Start of PROVIDED TEXT

We can't simply initialize them in the constructor's body:
Manager::Manager(string mnm, string snm, int wpm, bool jet)
{
name = mnm; // error! name is private
sec.name = snm; // error! sec.name is private
sec.wpm = wpm; // error! sec.wpm is private
canUseJet = jet; // ok
}
The Manager constructor could create an anonymous temporary secretary object, then assign it to sec:
Manager::Manager(string mnm, string snm, int wpm, bool jet)
{
sec = Secretary(snm, wpm); // ok, sec = temp
Employee(mnm); // this does nothing!
canUseJet = jet; // ok
}
But this can be inefficient if the default Secretary constructor, which is still automatically called to pre-initialize the sec variable, consumes a lot of time or memory, and of course we still have the problem of initializing the inherited name variable. Calling the Employee constructor inside the body of the Manager constructor only creates a temporary anonymous employee object with a name member variable that is unrelated to the inherited name member variable.
The solution to our problem is to use the initializer list to specify any non-default constructors that should be called to pre-initialize inherited and nested member variables:
Manager::Manager(string mnm, string snm, int wpm, bool jet)

End of PROVIDED TEXT

TASK REQUIREMENTS:
Please pick up the text on C++ constructor initializer lists and continue it from the point where it stops.

Start of RECORD EXCERPTS

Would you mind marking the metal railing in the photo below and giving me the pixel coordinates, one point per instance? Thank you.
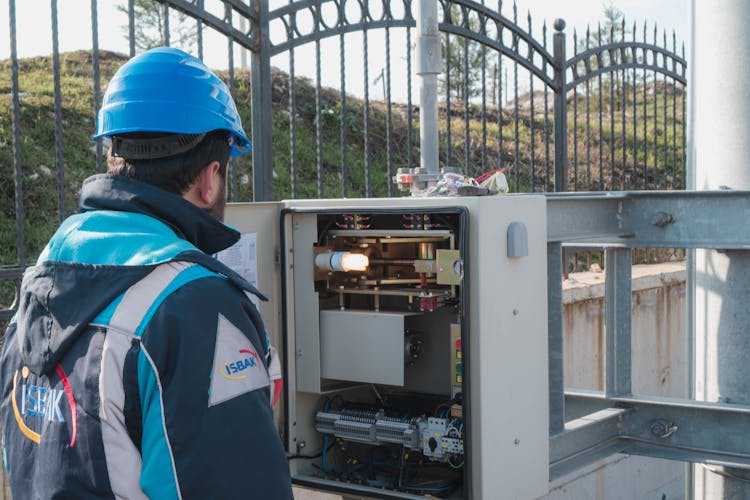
(340, 144)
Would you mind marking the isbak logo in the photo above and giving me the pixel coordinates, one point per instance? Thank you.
(234, 370)
(42, 403)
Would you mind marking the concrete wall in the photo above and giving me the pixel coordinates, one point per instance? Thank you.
(659, 369)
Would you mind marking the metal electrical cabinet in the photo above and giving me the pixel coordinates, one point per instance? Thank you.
(413, 333)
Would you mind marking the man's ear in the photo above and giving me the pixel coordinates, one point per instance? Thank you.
(209, 183)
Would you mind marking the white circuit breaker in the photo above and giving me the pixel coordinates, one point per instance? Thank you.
(414, 338)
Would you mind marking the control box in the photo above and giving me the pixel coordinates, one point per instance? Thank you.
(413, 334)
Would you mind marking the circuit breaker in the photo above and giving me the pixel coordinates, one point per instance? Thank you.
(413, 334)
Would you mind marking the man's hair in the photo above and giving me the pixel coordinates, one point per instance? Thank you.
(174, 173)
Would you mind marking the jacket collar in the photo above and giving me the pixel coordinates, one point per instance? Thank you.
(120, 193)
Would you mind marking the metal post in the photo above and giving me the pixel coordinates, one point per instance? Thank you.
(561, 108)
(718, 151)
(429, 66)
(555, 339)
(618, 298)
(260, 64)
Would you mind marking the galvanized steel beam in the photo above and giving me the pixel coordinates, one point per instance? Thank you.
(656, 219)
(674, 429)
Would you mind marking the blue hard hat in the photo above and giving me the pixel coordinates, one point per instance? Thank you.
(168, 90)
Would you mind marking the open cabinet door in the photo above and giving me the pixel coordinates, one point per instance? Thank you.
(256, 258)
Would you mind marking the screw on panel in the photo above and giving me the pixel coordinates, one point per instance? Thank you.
(663, 428)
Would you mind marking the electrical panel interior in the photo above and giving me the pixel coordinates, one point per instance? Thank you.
(378, 404)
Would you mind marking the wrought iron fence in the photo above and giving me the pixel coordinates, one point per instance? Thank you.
(611, 116)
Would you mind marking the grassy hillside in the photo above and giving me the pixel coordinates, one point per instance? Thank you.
(38, 155)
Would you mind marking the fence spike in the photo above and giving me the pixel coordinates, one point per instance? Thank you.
(528, 18)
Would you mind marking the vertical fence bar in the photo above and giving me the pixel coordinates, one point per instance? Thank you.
(16, 118)
(634, 180)
(623, 107)
(516, 132)
(674, 112)
(601, 111)
(318, 122)
(261, 94)
(555, 338)
(484, 107)
(547, 161)
(587, 64)
(388, 113)
(342, 116)
(617, 311)
(645, 114)
(500, 100)
(97, 78)
(199, 32)
(233, 174)
(292, 113)
(366, 76)
(448, 131)
(165, 16)
(575, 119)
(59, 162)
(588, 115)
(131, 27)
(664, 115)
(612, 61)
(409, 110)
(684, 128)
(466, 89)
(561, 112)
(532, 150)
(655, 184)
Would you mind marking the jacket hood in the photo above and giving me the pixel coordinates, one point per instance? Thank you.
(115, 192)
(124, 229)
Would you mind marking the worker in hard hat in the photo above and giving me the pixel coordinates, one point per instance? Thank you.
(137, 366)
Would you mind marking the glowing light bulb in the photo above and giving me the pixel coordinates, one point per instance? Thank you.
(342, 261)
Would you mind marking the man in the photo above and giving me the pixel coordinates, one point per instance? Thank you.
(137, 366)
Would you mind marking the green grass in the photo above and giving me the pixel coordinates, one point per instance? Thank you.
(38, 155)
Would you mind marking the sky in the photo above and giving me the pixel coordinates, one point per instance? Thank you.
(75, 33)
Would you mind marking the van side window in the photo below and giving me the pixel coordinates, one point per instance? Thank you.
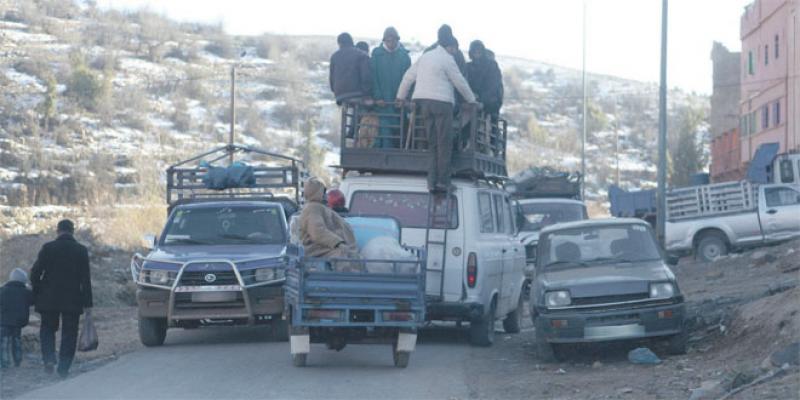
(787, 174)
(485, 210)
(499, 213)
(777, 197)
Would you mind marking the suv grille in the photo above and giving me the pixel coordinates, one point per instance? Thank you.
(619, 298)
(198, 278)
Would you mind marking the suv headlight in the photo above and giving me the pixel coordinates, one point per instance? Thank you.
(661, 290)
(557, 298)
(269, 274)
(158, 276)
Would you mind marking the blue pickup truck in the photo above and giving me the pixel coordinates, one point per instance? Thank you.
(222, 255)
(376, 301)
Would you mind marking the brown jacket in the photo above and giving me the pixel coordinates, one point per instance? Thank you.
(322, 229)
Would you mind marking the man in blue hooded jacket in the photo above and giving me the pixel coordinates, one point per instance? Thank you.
(388, 64)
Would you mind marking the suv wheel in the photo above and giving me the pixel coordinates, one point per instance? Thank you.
(513, 321)
(711, 247)
(152, 331)
(481, 332)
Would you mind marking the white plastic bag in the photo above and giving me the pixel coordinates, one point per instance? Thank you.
(387, 248)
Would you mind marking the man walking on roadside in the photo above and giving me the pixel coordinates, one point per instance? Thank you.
(436, 75)
(62, 291)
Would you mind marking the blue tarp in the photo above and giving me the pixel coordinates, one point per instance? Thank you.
(237, 175)
(759, 169)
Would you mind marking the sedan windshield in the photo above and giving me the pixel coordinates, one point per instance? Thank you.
(225, 225)
(598, 245)
(534, 217)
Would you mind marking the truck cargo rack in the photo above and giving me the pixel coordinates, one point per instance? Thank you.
(392, 139)
(279, 174)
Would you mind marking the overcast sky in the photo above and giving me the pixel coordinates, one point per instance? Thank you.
(623, 36)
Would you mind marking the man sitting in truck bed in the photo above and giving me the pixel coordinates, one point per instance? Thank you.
(323, 232)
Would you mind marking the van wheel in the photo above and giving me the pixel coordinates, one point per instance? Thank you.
(481, 332)
(711, 247)
(513, 321)
(152, 331)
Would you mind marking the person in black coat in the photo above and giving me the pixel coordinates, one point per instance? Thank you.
(15, 303)
(62, 290)
(350, 76)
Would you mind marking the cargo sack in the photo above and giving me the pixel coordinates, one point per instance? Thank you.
(88, 340)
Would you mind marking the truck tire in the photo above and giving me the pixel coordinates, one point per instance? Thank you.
(152, 331)
(513, 321)
(481, 331)
(710, 247)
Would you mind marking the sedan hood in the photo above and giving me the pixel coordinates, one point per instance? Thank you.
(608, 279)
(221, 252)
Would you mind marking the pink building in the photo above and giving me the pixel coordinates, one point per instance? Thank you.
(769, 107)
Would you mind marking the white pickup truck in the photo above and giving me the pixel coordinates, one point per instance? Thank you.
(711, 220)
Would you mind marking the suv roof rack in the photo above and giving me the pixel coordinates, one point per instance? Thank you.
(280, 173)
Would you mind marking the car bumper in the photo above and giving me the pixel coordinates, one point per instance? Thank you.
(581, 326)
(263, 301)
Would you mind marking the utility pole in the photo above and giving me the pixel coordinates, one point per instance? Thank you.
(662, 131)
(233, 111)
(583, 113)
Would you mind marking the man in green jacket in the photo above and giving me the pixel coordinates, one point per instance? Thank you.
(389, 63)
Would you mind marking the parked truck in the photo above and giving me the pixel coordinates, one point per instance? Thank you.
(222, 254)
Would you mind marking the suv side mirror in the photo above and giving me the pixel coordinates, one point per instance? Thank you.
(149, 240)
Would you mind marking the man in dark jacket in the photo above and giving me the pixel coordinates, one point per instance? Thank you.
(388, 64)
(62, 290)
(349, 71)
(15, 304)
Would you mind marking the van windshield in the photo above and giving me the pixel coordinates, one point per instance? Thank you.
(598, 245)
(225, 225)
(410, 208)
(535, 216)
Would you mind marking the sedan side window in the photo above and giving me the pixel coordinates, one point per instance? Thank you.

End of RECORD EXCERPTS

RESPONSE FOR THIS EXERCISE:
: Employee(mnm), sec(snm, wpm)
{
canUseJet = jet;
}
Notice that the Employee base class constructor is explicitly called, while the Secretary constructor is implicitly called by specifying the arguments after the sec variable.
Note A.5.1: Initializing Constant Members
In addition to inherited and nested private member variables, constant member variables also present an initialization problem. Constants are read-only variables. It's an error for a constant to appear on the left side of an assignment statement:
const double pi;
pi = 3.1416; // error!
So how do we initialize a constant? This must be done in its declaration:
const double pi = 3.1416; // ok, this is not an assignment
But then how do we initialize constant member variables like critical, the constant member of our nuclear reactor class from chapter 2?
class Reactor
{
double temp; // = temperature of reactor's core
const double critical; // critical < temp is too hot!
public:
Reactor(double t = 0, double c = 1500);
// etc.
};
Initializing critical in the constructor's body will be regarded as an illegal assignment statement by the compiler:
Reactor::Reactor(double t, double c)
{
critical = c; // error! critical is read-only
temp = t; // ok
}
Fortunately, we can also use the initializer list to pre-initialize constant members:
Reactor::Reactor(double t, double c)
: critical(c)
{
temp = t; // ok
}
Recall that the initial value of a simple variable can be specified using C syntax:
double critical = c;
or C++ syntax:
double critical(c);
Initializer lists always use the latter form.
What is the advantage of having constant members? Why not simply define critical to be a global constant or a member of an anonymous, nested enumeration:
class Reactor
{
enum { critical = 1500 };
// etc.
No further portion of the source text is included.